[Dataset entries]
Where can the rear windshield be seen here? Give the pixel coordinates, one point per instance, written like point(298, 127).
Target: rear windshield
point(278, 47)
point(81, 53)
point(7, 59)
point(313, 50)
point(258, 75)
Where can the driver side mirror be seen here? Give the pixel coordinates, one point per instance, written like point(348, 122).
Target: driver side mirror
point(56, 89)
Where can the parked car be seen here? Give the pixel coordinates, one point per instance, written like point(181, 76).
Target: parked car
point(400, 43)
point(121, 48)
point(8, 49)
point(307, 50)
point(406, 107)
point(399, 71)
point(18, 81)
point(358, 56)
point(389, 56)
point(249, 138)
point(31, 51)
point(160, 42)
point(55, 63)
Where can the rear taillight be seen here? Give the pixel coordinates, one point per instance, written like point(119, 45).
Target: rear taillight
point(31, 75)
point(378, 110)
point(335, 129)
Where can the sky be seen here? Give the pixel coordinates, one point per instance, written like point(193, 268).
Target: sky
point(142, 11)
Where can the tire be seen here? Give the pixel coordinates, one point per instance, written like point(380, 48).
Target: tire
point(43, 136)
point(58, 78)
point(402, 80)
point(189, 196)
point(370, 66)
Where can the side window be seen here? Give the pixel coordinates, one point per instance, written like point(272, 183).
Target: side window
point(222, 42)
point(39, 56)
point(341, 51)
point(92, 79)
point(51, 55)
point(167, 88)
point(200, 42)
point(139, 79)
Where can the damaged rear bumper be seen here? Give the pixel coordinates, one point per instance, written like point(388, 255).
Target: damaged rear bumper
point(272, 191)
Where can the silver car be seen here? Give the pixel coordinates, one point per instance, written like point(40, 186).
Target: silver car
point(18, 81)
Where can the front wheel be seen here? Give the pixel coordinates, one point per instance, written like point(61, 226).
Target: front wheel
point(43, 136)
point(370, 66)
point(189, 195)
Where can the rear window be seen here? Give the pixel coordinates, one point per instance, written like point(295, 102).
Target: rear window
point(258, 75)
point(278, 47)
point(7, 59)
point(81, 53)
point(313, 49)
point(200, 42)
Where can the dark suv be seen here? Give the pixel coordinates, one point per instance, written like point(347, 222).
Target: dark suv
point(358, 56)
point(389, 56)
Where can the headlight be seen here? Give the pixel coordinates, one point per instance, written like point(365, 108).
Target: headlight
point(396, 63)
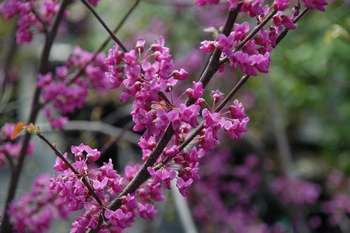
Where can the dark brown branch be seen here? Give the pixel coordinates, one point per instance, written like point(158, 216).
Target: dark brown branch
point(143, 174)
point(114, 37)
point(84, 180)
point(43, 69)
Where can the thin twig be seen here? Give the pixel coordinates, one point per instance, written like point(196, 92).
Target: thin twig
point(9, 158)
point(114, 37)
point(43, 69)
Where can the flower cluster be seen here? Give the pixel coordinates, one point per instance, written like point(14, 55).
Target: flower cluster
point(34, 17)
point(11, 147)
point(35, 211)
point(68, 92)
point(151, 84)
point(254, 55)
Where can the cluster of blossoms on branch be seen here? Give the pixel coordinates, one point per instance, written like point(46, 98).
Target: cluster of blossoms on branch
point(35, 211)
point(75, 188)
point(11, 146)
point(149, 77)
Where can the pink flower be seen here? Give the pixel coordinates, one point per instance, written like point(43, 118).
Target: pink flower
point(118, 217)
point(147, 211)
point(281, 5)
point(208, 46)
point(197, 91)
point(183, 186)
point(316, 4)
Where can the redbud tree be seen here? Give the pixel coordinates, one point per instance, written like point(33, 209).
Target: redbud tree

--

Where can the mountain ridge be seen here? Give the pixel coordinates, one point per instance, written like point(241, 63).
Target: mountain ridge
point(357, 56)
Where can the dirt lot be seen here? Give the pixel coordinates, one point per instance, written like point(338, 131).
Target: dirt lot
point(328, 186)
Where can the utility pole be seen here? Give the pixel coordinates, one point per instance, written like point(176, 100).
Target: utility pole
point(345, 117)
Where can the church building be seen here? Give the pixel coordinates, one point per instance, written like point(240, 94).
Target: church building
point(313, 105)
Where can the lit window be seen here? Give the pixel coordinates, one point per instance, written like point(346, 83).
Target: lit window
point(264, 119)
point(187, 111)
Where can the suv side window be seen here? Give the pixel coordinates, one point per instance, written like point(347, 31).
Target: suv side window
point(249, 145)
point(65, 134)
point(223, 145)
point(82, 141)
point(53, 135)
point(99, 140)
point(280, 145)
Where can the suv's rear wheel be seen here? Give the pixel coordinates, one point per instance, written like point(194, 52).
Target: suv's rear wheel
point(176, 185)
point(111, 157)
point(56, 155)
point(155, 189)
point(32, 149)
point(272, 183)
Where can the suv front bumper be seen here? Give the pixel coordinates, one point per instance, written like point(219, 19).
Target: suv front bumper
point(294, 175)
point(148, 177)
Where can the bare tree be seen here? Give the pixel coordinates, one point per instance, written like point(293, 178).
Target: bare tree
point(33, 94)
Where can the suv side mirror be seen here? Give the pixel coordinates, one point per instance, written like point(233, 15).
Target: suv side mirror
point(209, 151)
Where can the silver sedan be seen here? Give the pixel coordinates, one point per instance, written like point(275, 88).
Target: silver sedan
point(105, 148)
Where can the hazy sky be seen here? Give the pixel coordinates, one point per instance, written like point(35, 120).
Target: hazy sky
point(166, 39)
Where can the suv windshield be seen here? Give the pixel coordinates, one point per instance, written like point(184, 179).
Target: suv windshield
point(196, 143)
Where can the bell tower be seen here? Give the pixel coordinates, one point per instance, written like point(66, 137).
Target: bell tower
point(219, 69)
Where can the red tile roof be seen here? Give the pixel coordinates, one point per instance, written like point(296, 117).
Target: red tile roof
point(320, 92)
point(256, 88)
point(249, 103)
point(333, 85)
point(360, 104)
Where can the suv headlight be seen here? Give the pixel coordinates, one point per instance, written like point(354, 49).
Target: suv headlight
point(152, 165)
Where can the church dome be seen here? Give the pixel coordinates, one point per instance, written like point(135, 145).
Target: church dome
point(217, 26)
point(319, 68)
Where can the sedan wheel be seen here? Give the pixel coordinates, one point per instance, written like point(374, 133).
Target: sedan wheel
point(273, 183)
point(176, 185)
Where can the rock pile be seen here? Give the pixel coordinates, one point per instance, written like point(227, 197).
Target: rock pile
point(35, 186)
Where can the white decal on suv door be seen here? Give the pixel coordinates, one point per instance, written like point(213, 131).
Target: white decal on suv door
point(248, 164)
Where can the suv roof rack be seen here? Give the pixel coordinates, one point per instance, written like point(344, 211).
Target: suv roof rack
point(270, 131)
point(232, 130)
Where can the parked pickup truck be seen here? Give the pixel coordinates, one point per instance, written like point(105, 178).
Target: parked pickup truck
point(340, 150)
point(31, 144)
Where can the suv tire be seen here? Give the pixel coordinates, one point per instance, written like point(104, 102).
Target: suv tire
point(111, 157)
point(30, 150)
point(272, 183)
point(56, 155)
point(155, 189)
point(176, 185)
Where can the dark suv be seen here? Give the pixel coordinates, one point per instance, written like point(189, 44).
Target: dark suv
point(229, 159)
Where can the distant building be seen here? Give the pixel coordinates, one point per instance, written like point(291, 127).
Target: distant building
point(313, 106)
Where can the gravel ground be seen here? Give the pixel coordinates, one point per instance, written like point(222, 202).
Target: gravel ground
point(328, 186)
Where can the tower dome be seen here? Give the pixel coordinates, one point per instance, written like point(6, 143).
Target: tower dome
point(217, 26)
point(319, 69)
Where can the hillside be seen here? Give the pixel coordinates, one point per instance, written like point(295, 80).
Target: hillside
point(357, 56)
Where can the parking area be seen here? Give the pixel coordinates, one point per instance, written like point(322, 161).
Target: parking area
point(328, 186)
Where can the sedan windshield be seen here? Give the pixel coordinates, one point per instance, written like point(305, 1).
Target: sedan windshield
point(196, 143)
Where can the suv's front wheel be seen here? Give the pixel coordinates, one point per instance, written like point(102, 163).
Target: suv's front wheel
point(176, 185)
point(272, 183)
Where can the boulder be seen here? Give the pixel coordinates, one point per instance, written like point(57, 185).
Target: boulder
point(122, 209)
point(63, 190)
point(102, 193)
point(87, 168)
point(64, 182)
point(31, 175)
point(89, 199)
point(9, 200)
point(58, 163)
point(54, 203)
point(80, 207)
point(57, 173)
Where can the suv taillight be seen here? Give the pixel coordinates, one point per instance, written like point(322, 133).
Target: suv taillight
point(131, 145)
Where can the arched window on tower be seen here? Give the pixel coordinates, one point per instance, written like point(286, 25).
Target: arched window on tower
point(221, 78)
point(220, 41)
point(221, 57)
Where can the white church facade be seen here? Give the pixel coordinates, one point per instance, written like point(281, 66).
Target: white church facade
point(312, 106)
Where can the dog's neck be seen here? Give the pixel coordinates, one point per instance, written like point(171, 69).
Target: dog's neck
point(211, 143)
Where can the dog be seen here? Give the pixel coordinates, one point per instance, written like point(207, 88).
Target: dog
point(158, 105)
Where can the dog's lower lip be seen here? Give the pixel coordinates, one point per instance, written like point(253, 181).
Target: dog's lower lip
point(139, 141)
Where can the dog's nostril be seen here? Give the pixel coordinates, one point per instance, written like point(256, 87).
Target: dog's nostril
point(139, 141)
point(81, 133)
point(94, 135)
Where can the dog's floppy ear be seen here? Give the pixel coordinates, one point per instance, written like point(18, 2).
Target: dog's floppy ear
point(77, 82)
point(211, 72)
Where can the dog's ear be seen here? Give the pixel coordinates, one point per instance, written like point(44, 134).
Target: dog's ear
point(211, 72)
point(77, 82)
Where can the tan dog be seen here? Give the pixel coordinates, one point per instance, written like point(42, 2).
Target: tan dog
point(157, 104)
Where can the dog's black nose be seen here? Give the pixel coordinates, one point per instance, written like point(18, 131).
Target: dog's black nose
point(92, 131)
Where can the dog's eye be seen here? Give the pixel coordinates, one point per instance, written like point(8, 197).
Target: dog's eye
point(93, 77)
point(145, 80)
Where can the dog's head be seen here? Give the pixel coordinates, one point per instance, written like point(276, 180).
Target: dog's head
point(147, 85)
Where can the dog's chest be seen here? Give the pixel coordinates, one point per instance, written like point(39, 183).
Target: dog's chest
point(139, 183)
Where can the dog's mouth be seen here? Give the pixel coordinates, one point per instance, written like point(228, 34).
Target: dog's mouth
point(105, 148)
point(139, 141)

__TASK OBJECTIVE__
Above are some records; copy each line there that contains "redbud".

__FINISHED TASK__
Where can the redbud tree be seen here? Give the pixel coordinates, one point per instance, written like point(33, 209).
Target: redbud tree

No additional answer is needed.